* GIVEN TEXT *
*** Begin section ***

Additive manufacturing – also known as 3D printing – is the process of making objects by the successive deposition of material according to a digital model. The technique is being considered for a wide range of applications – from gun manufacturing to pizza production in space.
Pharmaceutical industry researchers have also expressed interest in using it to make drugs, devices and implants. However, currently the only commercially available 3D prinited drug is Aprecia Pharmaceuticals’ seizure medication Spritam (levetiracetam).
3D printing offers a number of advantages for drug production according to Lee Cronin, Regius Chair of Chemistry at the University of Glasgow in Scotland, who told us the approach could simplify the manufacturing process.
“The idea is to use configurable robotics to control the assembly of the reactionware and then coordinate the chemical reactions – in this way we can use very simple robotic formats for chemical synthesis.”
One of the common concerns about using 3D printing to make drugs – or anything else for that matter – is that the processes and the technology required are more expansive that established methods.
While the initial investment costs may be higher, there are opportunities to save money in the longer term according to Cronin.

*** End section ***

* PROVIDED DATA *
*** Begin section ***

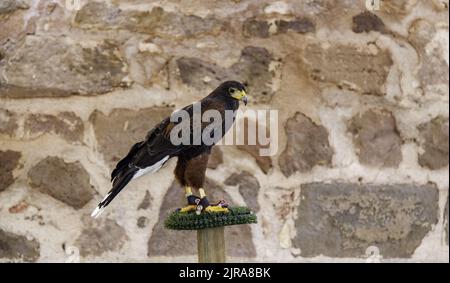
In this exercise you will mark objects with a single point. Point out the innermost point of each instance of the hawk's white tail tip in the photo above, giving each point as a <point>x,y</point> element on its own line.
<point>97,212</point>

*** End section ***

* EXERCISE INSTRUCTIONS *
What does the passage on 3D printing name as the only commercially available 3D printed drug? Nothing in the listing is needed here.

* RESPONSE *
Aprecia Pharmaceuticals' seizure medication Spritam (levetiracetam).